Pick out each line in the records below that contains the word "water", and copy those lines.

[DATA SHOWN]
§

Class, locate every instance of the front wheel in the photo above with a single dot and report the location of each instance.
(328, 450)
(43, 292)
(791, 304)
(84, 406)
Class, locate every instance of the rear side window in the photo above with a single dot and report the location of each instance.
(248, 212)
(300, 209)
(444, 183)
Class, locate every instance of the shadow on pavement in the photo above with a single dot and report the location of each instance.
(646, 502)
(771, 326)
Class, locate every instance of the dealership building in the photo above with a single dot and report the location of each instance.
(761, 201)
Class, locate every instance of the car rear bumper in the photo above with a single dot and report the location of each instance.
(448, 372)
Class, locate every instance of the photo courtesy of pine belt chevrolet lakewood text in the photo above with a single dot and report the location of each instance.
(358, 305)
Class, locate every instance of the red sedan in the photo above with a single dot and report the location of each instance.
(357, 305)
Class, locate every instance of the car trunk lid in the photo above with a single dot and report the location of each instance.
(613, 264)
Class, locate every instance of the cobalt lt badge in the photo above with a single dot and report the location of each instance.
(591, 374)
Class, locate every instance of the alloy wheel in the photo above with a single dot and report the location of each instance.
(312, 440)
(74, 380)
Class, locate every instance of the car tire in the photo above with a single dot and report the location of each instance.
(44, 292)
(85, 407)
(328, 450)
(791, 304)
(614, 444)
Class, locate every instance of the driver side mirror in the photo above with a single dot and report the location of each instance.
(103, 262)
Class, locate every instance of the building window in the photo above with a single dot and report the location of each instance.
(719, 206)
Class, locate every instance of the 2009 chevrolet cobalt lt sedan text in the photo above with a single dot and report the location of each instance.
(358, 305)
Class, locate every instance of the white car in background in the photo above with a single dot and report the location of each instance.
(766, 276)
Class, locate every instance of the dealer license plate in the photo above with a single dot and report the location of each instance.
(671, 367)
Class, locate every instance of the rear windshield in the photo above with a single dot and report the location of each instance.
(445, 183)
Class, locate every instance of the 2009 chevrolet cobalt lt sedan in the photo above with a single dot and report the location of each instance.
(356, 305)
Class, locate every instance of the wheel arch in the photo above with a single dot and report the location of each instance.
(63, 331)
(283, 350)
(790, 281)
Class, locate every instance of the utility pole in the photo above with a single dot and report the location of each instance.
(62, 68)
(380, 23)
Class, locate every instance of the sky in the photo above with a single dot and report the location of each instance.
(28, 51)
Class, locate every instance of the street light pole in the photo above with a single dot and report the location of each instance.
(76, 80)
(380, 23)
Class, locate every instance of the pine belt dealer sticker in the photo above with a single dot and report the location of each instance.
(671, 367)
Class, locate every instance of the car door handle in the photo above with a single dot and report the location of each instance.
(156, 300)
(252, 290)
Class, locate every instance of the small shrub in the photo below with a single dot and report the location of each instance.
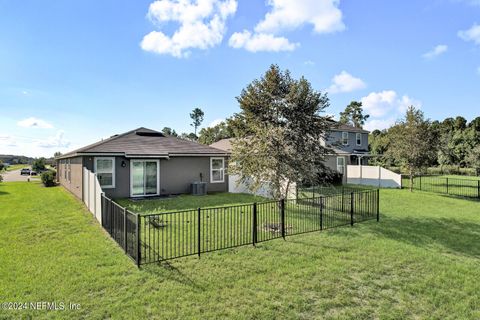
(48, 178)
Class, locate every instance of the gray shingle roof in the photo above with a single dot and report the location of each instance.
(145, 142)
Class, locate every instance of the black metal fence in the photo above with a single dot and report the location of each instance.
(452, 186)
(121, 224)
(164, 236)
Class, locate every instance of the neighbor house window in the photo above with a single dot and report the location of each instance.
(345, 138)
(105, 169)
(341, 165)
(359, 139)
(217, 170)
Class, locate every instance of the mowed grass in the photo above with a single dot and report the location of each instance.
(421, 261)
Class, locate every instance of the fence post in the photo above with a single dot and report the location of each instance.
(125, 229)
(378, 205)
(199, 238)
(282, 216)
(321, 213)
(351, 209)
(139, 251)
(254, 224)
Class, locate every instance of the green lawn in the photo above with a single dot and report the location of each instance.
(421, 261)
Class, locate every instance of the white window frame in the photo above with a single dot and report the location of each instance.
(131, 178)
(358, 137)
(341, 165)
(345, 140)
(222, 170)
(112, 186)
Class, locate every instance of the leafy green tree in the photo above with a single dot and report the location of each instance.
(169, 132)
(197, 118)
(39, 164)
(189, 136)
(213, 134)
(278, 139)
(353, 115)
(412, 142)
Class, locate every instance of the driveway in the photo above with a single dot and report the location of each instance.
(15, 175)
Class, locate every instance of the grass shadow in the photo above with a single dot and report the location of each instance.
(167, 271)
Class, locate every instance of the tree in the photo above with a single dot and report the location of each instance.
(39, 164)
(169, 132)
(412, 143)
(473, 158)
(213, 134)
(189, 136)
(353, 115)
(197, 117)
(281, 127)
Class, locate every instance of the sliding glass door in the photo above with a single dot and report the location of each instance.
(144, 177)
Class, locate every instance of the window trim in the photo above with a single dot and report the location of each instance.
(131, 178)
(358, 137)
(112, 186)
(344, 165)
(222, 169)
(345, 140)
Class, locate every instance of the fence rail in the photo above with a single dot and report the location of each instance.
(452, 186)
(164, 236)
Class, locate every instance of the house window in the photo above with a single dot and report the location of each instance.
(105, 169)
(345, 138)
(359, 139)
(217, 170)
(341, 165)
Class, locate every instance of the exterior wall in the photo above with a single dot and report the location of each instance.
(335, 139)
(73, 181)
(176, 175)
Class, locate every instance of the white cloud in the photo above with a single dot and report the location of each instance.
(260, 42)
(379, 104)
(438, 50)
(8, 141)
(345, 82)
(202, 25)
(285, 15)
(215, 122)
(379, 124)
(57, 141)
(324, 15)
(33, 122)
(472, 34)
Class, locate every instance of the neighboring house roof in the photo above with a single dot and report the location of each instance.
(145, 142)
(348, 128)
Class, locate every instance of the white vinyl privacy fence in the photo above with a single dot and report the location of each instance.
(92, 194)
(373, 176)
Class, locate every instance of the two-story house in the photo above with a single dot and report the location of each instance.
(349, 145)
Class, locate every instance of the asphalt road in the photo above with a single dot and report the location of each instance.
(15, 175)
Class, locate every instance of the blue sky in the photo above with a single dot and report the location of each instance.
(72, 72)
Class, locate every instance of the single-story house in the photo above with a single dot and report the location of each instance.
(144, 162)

§

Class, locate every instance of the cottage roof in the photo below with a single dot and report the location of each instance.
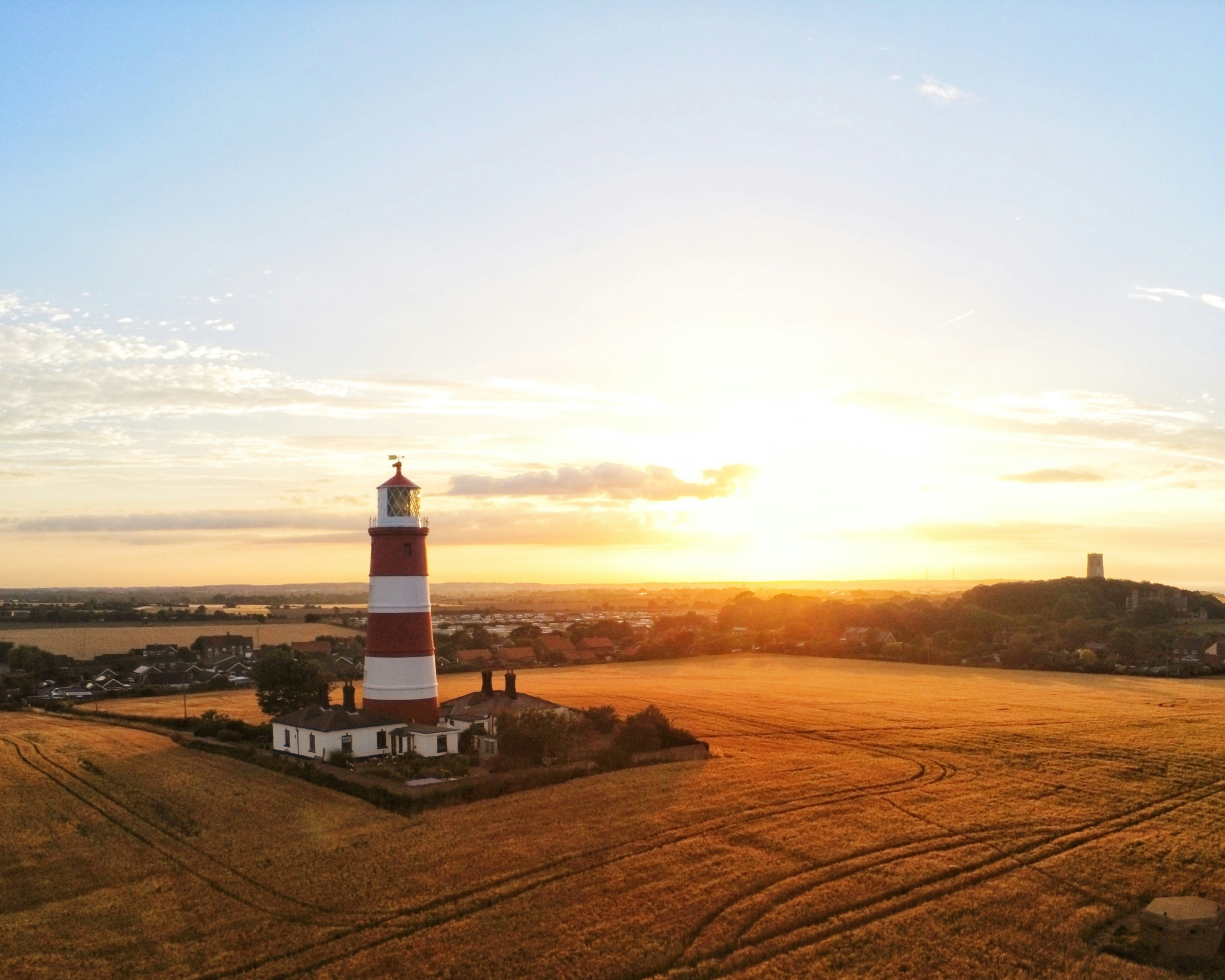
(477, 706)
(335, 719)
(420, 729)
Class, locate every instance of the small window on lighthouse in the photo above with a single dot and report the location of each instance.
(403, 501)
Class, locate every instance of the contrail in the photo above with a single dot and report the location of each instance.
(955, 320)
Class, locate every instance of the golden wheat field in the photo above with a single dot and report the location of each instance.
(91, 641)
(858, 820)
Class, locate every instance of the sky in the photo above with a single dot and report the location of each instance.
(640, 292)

§

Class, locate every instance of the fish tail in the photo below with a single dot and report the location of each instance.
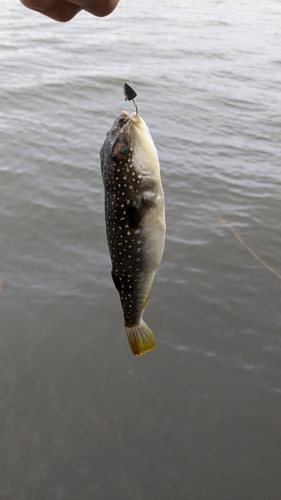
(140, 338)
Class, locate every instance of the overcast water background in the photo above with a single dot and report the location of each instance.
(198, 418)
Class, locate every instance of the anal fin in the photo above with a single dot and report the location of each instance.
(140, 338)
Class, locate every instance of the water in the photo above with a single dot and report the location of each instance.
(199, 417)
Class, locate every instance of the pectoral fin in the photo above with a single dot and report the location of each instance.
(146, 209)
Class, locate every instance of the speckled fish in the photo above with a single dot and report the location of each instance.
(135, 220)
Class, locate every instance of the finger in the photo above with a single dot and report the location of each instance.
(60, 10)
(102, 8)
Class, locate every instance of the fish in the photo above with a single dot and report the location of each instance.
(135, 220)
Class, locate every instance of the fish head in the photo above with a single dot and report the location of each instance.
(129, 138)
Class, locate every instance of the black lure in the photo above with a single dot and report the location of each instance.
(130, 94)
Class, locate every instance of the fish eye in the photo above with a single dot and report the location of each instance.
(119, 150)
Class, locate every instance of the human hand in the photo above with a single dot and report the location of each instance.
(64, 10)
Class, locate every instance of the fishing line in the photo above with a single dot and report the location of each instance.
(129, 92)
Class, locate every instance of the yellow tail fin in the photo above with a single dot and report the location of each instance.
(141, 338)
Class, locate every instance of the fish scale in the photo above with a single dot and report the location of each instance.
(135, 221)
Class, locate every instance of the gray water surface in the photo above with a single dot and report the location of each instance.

§

[COMPLETE ANSWER]
Class, locate every instance of the overcast water background in the photo above with a single dot and report the location of each instance.
Class, locate every instance of the water in the photo above with a single dot and report the location of each instance.
Class, locate every instance of the gray water surface in the photo above with a single dot and report the location of each instance.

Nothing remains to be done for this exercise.